Outlines of named regions
* Start *

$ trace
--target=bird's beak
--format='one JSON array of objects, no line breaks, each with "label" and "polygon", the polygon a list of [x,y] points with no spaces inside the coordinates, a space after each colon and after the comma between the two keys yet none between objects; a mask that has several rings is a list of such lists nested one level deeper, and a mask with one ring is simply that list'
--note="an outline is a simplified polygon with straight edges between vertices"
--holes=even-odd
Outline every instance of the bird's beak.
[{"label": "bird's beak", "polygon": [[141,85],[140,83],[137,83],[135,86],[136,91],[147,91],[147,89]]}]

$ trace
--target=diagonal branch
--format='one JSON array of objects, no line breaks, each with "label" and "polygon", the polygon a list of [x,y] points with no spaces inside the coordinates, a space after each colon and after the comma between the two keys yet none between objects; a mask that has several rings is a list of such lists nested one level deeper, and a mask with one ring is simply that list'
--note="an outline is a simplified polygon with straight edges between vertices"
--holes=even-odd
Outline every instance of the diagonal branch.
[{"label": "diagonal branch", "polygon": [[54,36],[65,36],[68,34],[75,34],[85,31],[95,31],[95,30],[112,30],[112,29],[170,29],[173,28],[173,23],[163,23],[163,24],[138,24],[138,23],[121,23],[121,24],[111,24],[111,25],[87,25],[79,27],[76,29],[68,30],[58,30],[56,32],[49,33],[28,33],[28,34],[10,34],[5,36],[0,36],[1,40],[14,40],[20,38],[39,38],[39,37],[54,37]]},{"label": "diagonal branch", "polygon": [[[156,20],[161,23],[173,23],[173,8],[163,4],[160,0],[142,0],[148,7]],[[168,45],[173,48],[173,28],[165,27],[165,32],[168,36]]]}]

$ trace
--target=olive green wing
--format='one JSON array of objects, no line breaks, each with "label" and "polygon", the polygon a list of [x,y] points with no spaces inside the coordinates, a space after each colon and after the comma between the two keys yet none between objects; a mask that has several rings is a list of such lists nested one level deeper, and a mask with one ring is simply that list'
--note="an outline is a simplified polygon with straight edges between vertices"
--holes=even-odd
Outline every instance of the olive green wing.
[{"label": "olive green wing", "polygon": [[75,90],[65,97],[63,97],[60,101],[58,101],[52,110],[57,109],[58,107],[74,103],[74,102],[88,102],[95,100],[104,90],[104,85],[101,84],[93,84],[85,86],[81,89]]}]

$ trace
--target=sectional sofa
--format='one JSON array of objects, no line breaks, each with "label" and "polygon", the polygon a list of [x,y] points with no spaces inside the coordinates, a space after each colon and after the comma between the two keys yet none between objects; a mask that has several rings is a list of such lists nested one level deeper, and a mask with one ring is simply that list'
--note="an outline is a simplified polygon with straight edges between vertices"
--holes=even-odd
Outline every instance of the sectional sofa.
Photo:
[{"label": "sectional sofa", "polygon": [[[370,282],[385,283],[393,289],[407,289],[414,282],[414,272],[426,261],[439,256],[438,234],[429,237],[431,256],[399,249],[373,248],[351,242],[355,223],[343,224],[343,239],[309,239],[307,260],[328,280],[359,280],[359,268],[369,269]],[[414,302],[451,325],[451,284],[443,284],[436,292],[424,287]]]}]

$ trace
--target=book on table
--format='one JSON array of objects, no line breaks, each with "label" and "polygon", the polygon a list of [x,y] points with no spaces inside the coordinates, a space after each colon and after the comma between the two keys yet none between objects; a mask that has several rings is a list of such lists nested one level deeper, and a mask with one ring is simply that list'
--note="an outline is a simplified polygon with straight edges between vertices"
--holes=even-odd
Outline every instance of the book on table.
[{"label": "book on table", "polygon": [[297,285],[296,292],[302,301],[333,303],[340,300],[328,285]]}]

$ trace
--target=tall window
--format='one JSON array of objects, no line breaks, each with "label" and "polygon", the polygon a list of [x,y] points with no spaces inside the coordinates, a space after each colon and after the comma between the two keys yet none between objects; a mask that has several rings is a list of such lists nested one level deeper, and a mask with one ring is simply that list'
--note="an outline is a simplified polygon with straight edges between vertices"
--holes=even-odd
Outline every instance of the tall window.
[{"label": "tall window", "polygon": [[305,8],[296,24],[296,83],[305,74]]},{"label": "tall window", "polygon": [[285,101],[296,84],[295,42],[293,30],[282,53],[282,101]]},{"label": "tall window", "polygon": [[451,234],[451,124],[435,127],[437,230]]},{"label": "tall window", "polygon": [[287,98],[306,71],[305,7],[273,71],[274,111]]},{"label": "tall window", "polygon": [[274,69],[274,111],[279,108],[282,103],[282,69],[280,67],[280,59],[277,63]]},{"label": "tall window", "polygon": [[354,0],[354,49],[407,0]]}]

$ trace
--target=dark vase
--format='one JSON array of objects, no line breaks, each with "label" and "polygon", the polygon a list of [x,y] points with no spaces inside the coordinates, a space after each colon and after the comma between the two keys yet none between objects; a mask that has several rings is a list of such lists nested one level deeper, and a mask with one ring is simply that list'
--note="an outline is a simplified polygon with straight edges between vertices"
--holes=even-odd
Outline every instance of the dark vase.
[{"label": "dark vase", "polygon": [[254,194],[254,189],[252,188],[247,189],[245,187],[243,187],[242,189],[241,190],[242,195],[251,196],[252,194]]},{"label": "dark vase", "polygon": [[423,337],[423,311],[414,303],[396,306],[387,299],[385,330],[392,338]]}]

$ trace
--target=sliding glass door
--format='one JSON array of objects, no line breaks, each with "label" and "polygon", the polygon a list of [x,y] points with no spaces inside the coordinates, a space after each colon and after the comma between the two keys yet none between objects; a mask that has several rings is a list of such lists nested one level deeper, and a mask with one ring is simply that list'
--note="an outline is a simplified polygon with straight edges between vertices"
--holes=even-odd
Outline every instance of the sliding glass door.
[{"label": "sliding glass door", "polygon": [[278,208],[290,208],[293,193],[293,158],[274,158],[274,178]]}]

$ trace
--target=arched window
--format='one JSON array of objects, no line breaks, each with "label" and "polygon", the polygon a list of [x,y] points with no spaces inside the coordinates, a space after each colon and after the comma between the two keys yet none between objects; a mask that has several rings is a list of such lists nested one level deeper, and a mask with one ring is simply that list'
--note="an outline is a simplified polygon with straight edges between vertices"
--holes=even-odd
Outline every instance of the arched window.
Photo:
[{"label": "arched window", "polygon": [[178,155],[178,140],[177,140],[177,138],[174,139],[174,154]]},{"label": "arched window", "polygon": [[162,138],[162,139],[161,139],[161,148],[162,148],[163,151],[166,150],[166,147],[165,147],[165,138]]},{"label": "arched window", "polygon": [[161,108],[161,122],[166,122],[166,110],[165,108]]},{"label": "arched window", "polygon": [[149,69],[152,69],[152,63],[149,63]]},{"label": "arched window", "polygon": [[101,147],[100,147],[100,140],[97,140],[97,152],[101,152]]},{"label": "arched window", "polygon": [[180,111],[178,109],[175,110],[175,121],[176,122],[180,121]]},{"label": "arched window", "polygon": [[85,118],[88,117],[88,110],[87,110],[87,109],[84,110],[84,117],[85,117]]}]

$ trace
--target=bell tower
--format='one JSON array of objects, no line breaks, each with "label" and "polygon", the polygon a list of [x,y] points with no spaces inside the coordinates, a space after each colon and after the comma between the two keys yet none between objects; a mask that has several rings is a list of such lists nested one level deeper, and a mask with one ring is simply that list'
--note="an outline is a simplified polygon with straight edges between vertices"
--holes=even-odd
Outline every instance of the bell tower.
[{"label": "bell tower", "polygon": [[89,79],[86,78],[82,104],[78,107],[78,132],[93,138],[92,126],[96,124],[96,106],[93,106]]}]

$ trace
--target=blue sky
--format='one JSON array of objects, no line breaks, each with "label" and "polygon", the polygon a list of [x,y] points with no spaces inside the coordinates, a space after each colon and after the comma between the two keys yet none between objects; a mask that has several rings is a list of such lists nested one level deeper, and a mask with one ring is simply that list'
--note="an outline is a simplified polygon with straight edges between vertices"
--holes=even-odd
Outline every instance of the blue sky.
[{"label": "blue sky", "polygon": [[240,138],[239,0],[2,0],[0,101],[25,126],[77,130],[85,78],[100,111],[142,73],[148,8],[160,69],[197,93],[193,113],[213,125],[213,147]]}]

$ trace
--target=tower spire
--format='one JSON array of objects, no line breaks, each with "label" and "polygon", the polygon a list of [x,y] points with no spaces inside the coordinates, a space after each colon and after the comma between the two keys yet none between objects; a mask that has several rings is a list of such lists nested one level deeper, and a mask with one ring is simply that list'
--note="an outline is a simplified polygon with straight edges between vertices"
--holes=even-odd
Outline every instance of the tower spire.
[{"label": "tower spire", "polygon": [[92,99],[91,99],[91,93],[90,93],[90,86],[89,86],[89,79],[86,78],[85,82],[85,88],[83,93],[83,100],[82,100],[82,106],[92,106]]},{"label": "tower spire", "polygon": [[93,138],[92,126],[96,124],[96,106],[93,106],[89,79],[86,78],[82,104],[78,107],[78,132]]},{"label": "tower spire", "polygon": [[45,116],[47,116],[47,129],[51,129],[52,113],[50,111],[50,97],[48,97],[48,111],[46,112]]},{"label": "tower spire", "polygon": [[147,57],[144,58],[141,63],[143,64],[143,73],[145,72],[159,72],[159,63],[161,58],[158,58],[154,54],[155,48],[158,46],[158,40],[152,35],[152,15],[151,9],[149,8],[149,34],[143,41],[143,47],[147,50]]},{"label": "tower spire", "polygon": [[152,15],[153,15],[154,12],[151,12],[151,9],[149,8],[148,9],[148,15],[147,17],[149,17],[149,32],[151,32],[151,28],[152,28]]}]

* End *

INSTRUCTION
Count the lines in the entries above that contain the string "sectional". Reply with only the number.

SOLUTION FOR THIS EXERCISE
3